> TASK TO CARRY OUT
Copy, word for word, the part of the passage on TikTok's out-of-home screens that opens with the words containing "New screens, new" and closes with "monetizing content itself.".

> SOURCE EXTRACT
BEGIN
While TikTok isn’t selling ads, it hasn’t stopped its distribution partners from doing so. Loop Media, which places TVs in restaurants and other commercial venues, carries a TikTok channel that streams posts from the platform, but every three minutes or so Loop serves an ad. Likewise, Ivee sells ads on its in-car tablet network, including via its new TikTok app distribution.

If a TikTok advertiser wants to extend to OOH media, the platform will facilitate that campaign with partners like Ivee or Loop, Page said. But those aren’t TikTok-native advertisers or ad units served by TikTok.

Other TikTok screens carry different business models. Reach TV is a network of screens in airports. There, TikTok sends a three-minute packet of entertaining posts per hour of other content.

New screens, new people

TikTok isn’t just investing in new screen distribution because someday it may turn the spigot and begin serving ads and monetizing content itself.

The product is useful for advertisers, Page said, even if TikTok isn’t serving the ads.

“Most advertisers make something very specific for TikTok,” he said. But programs like Ivee or Loop are ways for TikTok to show advertisers that ads, sponsored creator posts or even just top-end organic content they produce can be coupled with an OOH program to amplify the TikTok mobile app.

“We’re always growing this network of screens to showcase not only content, but also some really creative ways to advertise,” he said.

Although TikTok is a breakout hit, having surpassed social networks like Snapchat and Pinterest to become a major scaled player like Facebook and Instagram, the company still thinks hard about how it reaches new people.

For people who are older than 25 and haven’t tried TikTok yet, the eponymous mobile app probably isn’t going to be the first or next exposure to TikTok content. They’re more likely to see an actual stream of TikTok posts in a rideshare,  an airport, a bar, etc.

“We’re not just the singing and dancing app anymore,” Page said. “To those customers that maybe have never seen a TikTok, we’re able to showcase the mature side of TikTok.”

In that way, the new screens product is more important as a way to introduce the social network to nonusers, or even to those who are skeptical that they would find interesting or educational content on TikTok.
END
> DATA FOR ANALYSIS
BEGIN
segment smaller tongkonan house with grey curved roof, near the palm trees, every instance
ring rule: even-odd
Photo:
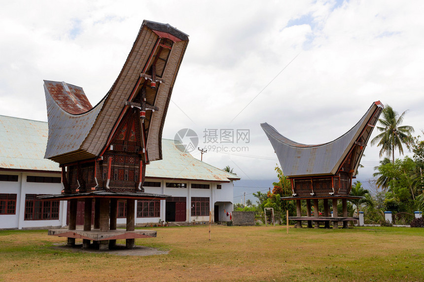
[[[347,199],[360,198],[349,195],[352,179],[355,178],[359,162],[371,132],[377,123],[383,104],[374,102],[359,122],[351,130],[334,141],[319,145],[304,145],[281,135],[274,127],[261,124],[270,140],[284,175],[291,181],[292,196],[283,200],[296,200],[297,215],[288,219],[308,220],[308,227],[319,227],[319,221],[333,221],[333,228],[338,228],[338,221],[348,227],[349,218]],[[318,200],[323,200],[324,216],[319,217]],[[328,200],[332,200],[333,217],[329,216]],[[301,200],[306,200],[307,216],[301,215]],[[311,217],[311,200],[314,202],[314,217]],[[342,201],[343,213],[339,217],[337,201]]]

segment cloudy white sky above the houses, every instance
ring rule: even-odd
[[[144,19],[188,34],[163,137],[192,129],[196,147],[208,150],[204,161],[229,165],[242,178],[235,186],[262,190],[277,180],[264,122],[296,142],[326,143],[380,100],[399,113],[408,110],[404,125],[414,126],[415,135],[424,128],[420,1],[14,0],[1,6],[0,115],[24,119],[47,121],[43,80],[80,86],[97,104]],[[201,157],[198,150],[192,155]],[[357,175],[365,187],[379,160],[379,148],[368,144]]]

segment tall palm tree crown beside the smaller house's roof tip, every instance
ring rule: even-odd
[[[402,143],[407,144],[410,141],[411,133],[414,132],[414,127],[401,125],[405,113],[406,111],[399,116],[392,107],[387,105],[383,110],[383,118],[378,120],[382,127],[377,126],[377,130],[382,133],[371,140],[371,145],[381,146],[380,157],[385,153],[387,156],[391,155],[393,163],[395,149],[397,148],[399,154],[403,155]]]

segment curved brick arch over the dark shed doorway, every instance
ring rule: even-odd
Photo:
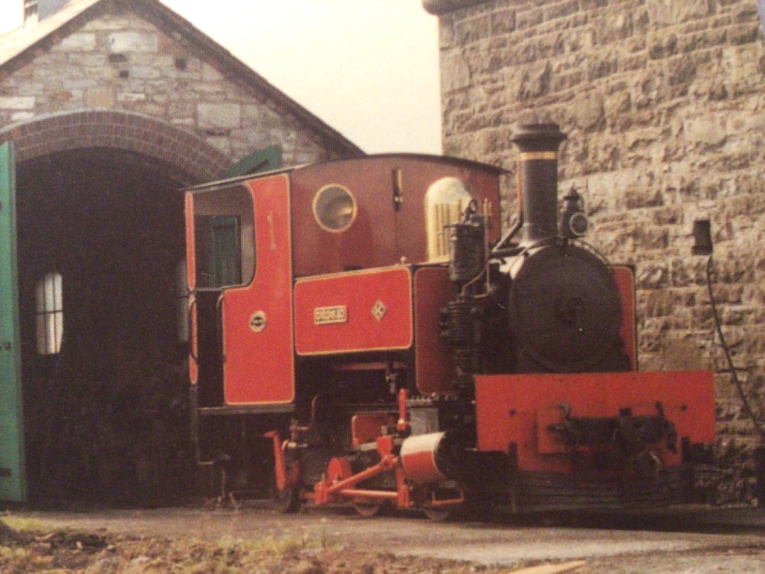
[[[0,129],[16,161],[85,148],[116,148],[156,158],[196,181],[216,178],[229,158],[196,134],[141,114],[86,109],[37,116]]]

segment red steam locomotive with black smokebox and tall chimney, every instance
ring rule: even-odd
END
> COMPLETED EXERCISE
New screens, new people

TikTok isn’t just investing in new screen distribution because someday it may turn the spigot and begin serving ads and monetizing content itself.